====== DATA SUPPLIED ======

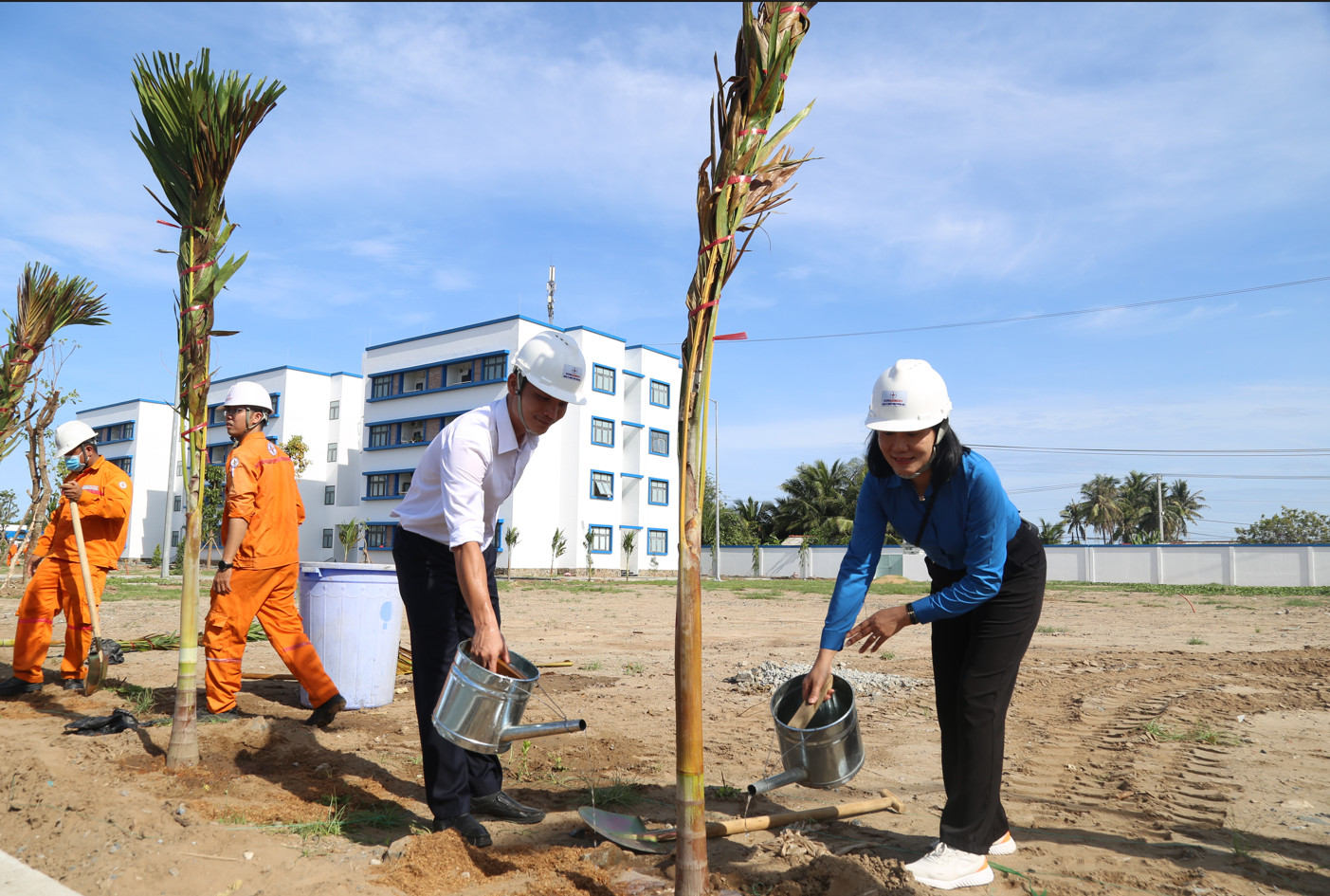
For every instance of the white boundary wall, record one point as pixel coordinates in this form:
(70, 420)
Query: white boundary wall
(1234, 564)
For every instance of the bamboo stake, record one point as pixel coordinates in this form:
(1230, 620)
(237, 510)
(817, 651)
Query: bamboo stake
(742, 178)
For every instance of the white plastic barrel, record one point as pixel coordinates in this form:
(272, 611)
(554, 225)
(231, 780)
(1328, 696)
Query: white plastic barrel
(353, 615)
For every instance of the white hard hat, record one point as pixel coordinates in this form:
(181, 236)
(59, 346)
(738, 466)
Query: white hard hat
(71, 435)
(249, 395)
(554, 364)
(910, 395)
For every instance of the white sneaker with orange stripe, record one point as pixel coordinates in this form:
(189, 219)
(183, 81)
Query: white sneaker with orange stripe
(947, 869)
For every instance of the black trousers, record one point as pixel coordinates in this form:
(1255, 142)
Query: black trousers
(975, 661)
(439, 621)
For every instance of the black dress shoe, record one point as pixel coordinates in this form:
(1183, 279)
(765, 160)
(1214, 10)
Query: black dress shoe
(15, 686)
(327, 711)
(501, 806)
(467, 826)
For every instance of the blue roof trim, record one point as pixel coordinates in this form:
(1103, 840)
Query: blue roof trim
(599, 333)
(469, 326)
(116, 404)
(654, 350)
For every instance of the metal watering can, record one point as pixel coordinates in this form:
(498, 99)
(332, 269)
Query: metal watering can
(481, 710)
(825, 754)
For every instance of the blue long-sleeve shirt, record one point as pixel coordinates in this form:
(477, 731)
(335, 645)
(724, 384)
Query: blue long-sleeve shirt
(971, 522)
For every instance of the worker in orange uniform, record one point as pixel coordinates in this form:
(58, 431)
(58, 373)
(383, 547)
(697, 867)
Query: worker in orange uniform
(101, 491)
(260, 565)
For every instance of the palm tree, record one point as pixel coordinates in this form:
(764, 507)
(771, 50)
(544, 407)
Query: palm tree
(1073, 515)
(46, 303)
(510, 539)
(745, 177)
(819, 496)
(1102, 504)
(1181, 506)
(194, 124)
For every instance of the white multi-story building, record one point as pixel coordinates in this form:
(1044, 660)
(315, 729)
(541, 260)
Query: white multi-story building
(136, 436)
(610, 466)
(325, 410)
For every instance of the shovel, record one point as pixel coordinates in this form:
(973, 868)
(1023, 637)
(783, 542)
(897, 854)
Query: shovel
(630, 831)
(96, 658)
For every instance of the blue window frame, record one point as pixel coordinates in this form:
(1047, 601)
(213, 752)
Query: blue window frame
(603, 539)
(601, 485)
(601, 432)
(659, 443)
(379, 536)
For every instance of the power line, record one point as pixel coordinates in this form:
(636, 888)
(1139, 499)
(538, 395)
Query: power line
(1033, 317)
(1167, 452)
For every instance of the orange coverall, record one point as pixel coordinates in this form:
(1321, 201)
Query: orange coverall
(261, 489)
(58, 584)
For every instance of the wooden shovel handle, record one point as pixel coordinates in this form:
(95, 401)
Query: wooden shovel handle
(86, 573)
(821, 814)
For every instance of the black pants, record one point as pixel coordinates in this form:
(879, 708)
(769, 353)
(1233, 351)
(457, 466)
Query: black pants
(975, 661)
(439, 621)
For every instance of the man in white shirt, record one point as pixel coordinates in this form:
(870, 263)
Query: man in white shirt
(445, 553)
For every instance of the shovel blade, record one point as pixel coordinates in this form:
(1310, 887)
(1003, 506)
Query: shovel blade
(96, 668)
(627, 831)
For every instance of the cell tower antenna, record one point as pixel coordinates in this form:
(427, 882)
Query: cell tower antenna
(550, 286)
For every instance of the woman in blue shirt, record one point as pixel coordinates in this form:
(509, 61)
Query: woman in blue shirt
(987, 568)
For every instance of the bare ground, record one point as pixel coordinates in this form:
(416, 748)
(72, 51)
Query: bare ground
(1151, 749)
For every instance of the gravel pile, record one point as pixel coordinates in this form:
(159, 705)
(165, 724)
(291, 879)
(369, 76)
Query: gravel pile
(771, 675)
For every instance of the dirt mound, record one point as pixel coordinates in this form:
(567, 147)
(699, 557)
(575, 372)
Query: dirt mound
(443, 863)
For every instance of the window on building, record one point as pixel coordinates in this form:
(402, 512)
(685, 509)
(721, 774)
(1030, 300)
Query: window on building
(601, 539)
(659, 492)
(379, 536)
(660, 443)
(601, 432)
(376, 485)
(494, 367)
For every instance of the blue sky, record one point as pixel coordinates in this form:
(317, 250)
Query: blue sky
(428, 162)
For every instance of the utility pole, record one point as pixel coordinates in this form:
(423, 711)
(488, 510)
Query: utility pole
(1158, 492)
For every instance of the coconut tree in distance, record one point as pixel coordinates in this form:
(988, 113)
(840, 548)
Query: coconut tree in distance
(738, 184)
(194, 124)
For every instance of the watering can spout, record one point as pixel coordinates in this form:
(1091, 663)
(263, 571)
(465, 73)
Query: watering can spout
(541, 730)
(792, 777)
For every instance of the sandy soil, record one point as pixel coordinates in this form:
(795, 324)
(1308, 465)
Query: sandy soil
(1102, 796)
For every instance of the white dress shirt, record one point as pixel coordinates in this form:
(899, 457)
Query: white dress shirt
(468, 469)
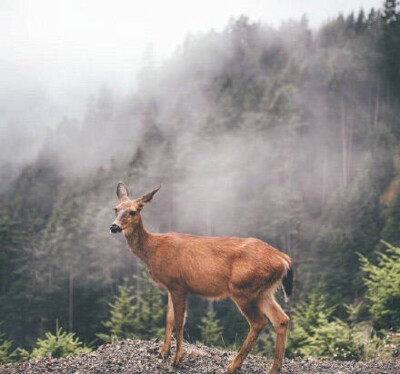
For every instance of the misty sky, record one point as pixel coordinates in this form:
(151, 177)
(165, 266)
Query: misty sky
(55, 53)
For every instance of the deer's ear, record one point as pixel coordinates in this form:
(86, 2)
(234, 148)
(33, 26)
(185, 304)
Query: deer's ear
(148, 197)
(122, 191)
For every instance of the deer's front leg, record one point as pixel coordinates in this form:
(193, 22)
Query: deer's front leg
(179, 305)
(168, 327)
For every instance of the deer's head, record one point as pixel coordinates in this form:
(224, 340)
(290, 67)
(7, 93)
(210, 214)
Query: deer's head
(127, 212)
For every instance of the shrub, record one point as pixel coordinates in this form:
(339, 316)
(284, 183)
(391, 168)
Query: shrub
(135, 313)
(383, 288)
(6, 354)
(60, 344)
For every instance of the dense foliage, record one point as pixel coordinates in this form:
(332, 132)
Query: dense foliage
(284, 134)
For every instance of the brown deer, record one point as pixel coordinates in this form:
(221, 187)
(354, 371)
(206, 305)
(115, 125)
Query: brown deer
(245, 269)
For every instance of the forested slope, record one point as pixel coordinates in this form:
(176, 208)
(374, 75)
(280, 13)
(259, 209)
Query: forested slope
(281, 134)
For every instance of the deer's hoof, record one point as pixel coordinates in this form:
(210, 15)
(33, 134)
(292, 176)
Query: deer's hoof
(164, 352)
(231, 369)
(275, 370)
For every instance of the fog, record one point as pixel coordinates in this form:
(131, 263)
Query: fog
(56, 55)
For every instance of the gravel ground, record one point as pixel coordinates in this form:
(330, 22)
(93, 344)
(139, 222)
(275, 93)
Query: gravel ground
(136, 356)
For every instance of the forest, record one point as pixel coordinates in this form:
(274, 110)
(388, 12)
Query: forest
(286, 134)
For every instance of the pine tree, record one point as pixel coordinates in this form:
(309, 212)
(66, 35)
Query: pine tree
(137, 312)
(383, 287)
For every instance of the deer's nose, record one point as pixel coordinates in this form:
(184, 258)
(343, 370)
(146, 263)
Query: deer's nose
(114, 228)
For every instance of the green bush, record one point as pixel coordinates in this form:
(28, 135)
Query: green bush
(383, 288)
(137, 312)
(317, 334)
(6, 354)
(60, 344)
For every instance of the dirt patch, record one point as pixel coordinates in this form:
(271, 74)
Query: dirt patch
(137, 356)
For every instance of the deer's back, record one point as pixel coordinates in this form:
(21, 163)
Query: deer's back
(214, 266)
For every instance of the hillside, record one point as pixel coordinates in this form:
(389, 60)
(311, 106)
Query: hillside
(138, 356)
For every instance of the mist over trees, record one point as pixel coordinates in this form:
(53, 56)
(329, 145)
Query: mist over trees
(287, 135)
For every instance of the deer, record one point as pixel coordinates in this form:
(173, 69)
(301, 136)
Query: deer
(247, 270)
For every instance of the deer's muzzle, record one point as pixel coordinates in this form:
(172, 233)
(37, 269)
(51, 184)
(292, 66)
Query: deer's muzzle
(114, 228)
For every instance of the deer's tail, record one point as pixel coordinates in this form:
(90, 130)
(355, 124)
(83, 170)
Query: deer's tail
(287, 283)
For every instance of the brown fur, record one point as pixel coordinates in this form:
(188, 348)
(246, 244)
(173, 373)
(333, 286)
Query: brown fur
(245, 269)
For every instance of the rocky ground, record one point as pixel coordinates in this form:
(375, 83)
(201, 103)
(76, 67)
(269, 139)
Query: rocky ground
(136, 356)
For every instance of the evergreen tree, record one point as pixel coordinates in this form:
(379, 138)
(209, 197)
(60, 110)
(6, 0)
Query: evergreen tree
(137, 311)
(383, 288)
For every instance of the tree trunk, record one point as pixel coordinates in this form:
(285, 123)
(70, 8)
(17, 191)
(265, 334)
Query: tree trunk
(70, 300)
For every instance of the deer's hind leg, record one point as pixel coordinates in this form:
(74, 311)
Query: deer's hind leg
(249, 307)
(170, 319)
(280, 321)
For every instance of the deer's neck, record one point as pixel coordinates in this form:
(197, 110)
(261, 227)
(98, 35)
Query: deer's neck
(139, 242)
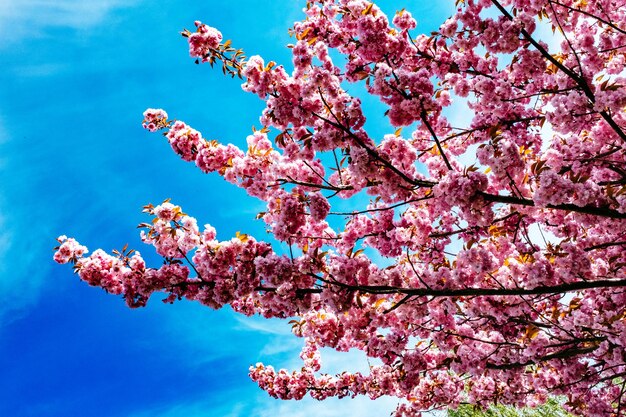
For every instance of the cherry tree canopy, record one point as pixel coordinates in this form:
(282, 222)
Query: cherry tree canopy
(480, 264)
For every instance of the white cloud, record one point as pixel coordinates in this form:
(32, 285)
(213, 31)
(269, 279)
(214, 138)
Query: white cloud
(261, 405)
(33, 18)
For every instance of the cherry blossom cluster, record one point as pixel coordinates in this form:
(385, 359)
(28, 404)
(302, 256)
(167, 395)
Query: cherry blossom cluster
(482, 262)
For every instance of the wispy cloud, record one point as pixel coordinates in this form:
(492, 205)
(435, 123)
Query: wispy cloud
(261, 405)
(34, 18)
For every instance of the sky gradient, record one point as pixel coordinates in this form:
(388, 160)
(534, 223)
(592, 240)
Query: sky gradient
(74, 160)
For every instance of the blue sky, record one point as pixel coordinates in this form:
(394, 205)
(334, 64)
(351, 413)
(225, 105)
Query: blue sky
(76, 76)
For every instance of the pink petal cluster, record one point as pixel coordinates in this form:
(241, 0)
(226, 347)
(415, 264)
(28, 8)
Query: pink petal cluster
(203, 41)
(476, 250)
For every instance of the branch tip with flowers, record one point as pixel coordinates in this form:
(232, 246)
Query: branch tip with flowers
(503, 272)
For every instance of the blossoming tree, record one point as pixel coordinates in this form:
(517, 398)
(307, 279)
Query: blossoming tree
(501, 272)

======

TASK DESCRIPTION >>
Reproduce the items from the line containing "For every instance of the pink" through the end of the items, both ends included. Shift each answer coordinate by adding 7 to both of its numbers, and leave the requests and their format samples as they are.

SOLUTION >>
For every instance of the pink petal cluster, record one point as pixel coordinates in this form:
(241, 0)
(226, 347)
(415, 264)
(28, 8)
Query: pink petal cluster
(210, 48)
(483, 257)
For every instance of the branch tip with flowers, record one point as pixel coordinates in this form:
(232, 246)
Query: branch tip with flowers
(510, 279)
For every instance of the blossoming tree, record one point as pixel coordinates in this form:
(517, 398)
(307, 279)
Query: blossoming tree
(508, 279)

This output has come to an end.